[EM] Wikipedia
Adam Tarr
atarr at purdue.edu
Sat Jun 5 09:30:02 PDT 2004
Tom, the "1P-1V" debate raged here a while ago, as you're probably
aware. The bottom line is that it is a fairly meaningless
criteria. Rather than addressing the RESULTS of an election method, it
addresses the MACHINERY of the method. And nearly every method can be
rearranged in a way that respects 1P-1V without changing the outcome.
Tom Ruen wrote:
>By definition Plurality is "one person, one vote".
>Runoffs and IRV are also "one person, one vote" because in any given count
>every voter can offer at most one vote and in order for a new count to be
>made, all previous counts have no effect on the new count.
OK, but this justification is going to come back to haunt you.
>In contrast:
>Approval is definitely NOT "one person, one vote" since we're electing one
>candidate and voters can support as many candidates as they like.
OK, but we can use the Approval ballots to conduct a sequential count
election where each voter only gets one vote per round - i.e. just like
IRV. See Olli Salmi's excellent message from 12/9/2002 for details:
http://article.gmane.org/gmane.politics.election-methods/919
Basically, you just eliminate candidates one round at a time, in pairwise
contests, while only allowing those who approve one candidate and not the
other to vote in each round. This produces exactly the same results as an
Approval election, without violating the principles of 1P-1V you outline above.

- Task instructions -
Retype the whole mailing-list post about the "one person, one vote" criterion for election methods, word for word. The lines after this point come from a different source.

- Given information -

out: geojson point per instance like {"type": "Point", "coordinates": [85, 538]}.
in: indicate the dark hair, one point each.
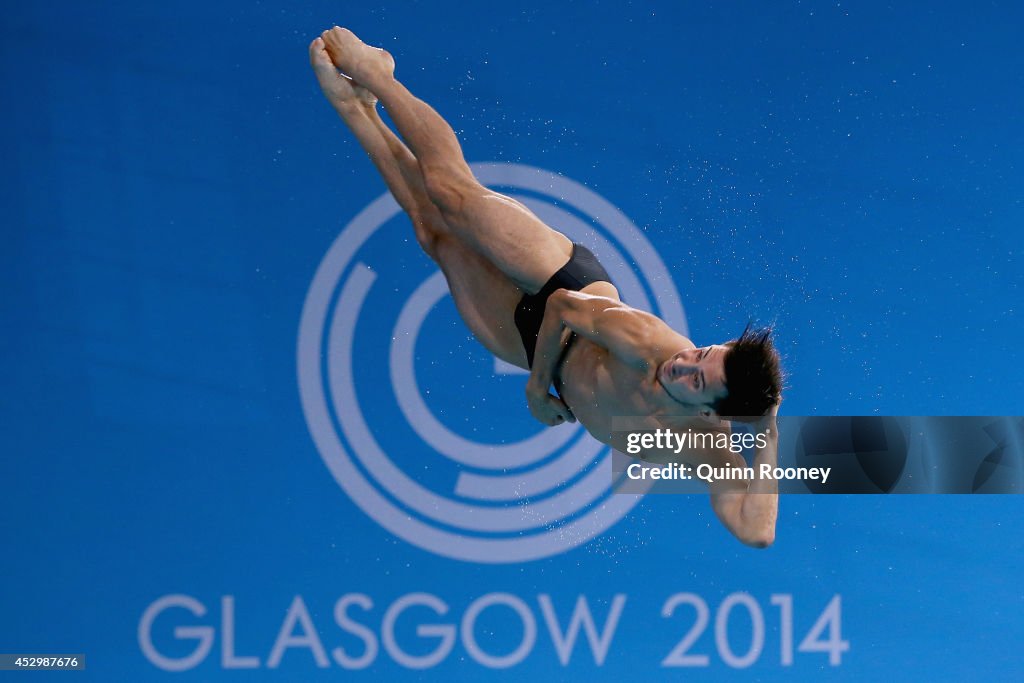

- Answer -
[EM] Wikipedia
Adam Tarr
atarr at purdue.edu
Sat Jun 5 09:30:02 PDT 2004
Tom, the "1P-1V" debate raged here a while ago, as you're probably
aware. The bottom line is that it is a fairly meaningless
criteria. Rather than addressing the RESULTS of an election method, it
addresses the MACHINERY of the method. And nearly every method can be
rearranged in a way that respects 1P-1V without changing the outcome.
Tom Ruen wrote:
>By definition Plurality is "one person, one vote".
>Runoffs and IRV are also "one person, one vote" because in any given count
>every voter can offer at most one vote and in order for a new count to be
>made, all previous counts have no effect on the new count.
OK, but this justification is going to come back to haunt you.
>In contrast:
>Approval is definitely NOT "one person, one vote" since we're electing one
>candidate and voters can support as many candidates as they like.
OK, but we can use the Approval ballots to conduct a sequential count
election where each voter only gets one vote per round - i.e. just like
IRV. See Olli Salmi's excellent message from 12/9/2002 for details:
http://article.gmane.org/gmane.politics.election-methods/919
Basically, you just eliminate candidates one round at a time, in pairwise
contests, while only allowing those who approve one candidate and not the
other to vote in each round. This produces exactly the same results as an
Approval election, without violating the principles of 1P-1V you outline above.